#### REQUIRED ACTION
Go through the records and copy each line where the word "below" occurs.

======== DATA FOR PROCESSING ========

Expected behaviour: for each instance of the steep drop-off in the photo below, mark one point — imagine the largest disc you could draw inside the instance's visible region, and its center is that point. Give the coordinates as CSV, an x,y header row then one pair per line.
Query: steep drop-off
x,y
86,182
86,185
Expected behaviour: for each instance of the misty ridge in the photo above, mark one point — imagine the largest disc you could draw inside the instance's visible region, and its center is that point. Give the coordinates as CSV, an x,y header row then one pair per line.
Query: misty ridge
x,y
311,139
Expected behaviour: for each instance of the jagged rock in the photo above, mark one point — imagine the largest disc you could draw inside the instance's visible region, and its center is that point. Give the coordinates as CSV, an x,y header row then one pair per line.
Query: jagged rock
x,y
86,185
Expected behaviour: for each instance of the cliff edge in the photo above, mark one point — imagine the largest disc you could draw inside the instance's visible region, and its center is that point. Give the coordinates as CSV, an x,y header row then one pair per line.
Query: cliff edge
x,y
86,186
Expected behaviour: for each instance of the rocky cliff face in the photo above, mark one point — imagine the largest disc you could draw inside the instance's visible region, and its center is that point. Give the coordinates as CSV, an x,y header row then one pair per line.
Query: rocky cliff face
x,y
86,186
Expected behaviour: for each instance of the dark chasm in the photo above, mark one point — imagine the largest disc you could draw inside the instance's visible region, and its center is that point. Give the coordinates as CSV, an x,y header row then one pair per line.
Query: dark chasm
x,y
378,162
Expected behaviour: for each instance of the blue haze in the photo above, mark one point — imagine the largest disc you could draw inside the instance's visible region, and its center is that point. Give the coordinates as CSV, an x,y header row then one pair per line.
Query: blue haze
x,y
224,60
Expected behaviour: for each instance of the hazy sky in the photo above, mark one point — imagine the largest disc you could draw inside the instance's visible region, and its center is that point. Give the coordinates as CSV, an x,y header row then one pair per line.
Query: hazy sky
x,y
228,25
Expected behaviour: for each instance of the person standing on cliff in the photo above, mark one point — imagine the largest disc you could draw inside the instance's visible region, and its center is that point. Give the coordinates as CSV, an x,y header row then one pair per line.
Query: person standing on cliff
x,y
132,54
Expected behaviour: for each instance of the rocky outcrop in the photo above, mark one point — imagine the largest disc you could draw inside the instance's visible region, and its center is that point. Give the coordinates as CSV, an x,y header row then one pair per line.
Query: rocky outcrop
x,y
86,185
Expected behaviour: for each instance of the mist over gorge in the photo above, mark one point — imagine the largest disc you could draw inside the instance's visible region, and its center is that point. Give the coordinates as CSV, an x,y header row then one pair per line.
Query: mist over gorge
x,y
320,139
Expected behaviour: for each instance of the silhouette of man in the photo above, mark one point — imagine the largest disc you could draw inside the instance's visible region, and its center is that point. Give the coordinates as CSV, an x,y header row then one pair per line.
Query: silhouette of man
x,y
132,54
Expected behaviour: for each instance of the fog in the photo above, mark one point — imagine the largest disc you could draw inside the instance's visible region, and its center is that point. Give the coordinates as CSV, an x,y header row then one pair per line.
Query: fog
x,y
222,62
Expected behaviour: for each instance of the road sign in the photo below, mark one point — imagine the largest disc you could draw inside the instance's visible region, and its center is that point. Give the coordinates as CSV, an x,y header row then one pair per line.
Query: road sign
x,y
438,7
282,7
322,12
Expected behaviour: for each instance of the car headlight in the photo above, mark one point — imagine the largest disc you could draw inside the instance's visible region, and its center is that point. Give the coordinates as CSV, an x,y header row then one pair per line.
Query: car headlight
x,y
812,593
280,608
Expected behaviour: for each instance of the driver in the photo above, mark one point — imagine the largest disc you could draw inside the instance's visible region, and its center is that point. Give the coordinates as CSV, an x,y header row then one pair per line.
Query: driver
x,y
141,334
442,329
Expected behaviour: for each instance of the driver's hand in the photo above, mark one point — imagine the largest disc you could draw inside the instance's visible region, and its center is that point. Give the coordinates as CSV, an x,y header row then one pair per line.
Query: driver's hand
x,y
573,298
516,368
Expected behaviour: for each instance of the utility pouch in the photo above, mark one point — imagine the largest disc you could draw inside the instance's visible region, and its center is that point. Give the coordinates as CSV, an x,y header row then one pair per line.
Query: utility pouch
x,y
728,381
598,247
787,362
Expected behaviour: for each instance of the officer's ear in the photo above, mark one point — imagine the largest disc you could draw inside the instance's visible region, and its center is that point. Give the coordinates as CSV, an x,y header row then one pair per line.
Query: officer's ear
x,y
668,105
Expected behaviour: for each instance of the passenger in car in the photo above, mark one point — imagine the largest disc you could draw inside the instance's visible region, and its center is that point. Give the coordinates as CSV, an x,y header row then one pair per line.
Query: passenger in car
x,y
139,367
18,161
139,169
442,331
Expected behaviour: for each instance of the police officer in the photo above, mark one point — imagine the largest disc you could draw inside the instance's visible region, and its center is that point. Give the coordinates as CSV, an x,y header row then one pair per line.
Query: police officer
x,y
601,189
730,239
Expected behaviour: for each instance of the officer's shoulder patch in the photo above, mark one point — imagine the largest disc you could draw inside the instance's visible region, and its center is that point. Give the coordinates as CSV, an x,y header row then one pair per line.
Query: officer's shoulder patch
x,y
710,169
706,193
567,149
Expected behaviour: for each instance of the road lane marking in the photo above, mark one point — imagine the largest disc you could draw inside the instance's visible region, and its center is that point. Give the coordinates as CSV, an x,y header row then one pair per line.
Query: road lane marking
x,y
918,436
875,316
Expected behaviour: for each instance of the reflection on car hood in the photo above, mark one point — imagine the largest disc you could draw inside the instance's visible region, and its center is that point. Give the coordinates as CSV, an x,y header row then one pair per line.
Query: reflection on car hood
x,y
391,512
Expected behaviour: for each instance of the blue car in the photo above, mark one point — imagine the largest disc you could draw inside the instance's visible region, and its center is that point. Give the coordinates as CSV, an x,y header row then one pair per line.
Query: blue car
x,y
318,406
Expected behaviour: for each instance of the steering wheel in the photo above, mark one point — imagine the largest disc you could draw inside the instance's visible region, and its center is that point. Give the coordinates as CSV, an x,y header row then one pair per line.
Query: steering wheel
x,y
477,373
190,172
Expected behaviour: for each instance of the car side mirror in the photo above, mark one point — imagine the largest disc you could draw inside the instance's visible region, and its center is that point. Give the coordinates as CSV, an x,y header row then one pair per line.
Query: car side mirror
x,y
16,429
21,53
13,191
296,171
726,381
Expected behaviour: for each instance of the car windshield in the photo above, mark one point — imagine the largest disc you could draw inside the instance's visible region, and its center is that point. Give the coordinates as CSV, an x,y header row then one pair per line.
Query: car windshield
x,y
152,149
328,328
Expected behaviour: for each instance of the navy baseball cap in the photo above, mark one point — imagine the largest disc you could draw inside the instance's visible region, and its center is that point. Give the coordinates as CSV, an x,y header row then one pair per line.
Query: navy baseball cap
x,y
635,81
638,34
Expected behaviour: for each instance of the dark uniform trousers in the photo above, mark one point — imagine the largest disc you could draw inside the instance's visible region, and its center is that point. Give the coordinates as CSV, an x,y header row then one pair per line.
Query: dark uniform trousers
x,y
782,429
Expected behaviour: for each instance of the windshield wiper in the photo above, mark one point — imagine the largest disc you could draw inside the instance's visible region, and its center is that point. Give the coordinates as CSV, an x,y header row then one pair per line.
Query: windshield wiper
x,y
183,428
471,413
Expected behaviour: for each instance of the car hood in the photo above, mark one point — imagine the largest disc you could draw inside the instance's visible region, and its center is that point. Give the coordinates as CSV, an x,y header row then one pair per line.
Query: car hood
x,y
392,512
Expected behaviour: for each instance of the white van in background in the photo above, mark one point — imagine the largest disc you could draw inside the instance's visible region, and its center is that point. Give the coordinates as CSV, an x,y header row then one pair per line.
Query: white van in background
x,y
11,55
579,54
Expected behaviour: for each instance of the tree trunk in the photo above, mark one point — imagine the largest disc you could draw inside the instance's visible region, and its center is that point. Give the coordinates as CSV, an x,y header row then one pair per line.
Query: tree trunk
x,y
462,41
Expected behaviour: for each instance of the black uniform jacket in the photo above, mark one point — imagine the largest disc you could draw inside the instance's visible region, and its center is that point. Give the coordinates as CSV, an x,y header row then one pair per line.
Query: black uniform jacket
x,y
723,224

========

#### ANSWER TO THIS EXERCISE
Expected behaviour: for each instance of the steep drop-off in the photo below, mark one point — imagine the largest disc you could draw inside the instance's visible region, and its center is that point. Give the coordinates as CSV, an x,y header row then one pair per line.
Expected behaviour: for each instance of the road sign in the photo below, mark one point — imagine the largest disc you could draw inside the instance's visible region, and its center is that point. Give the coordinates as CSV, an x,y header row then one pair per line.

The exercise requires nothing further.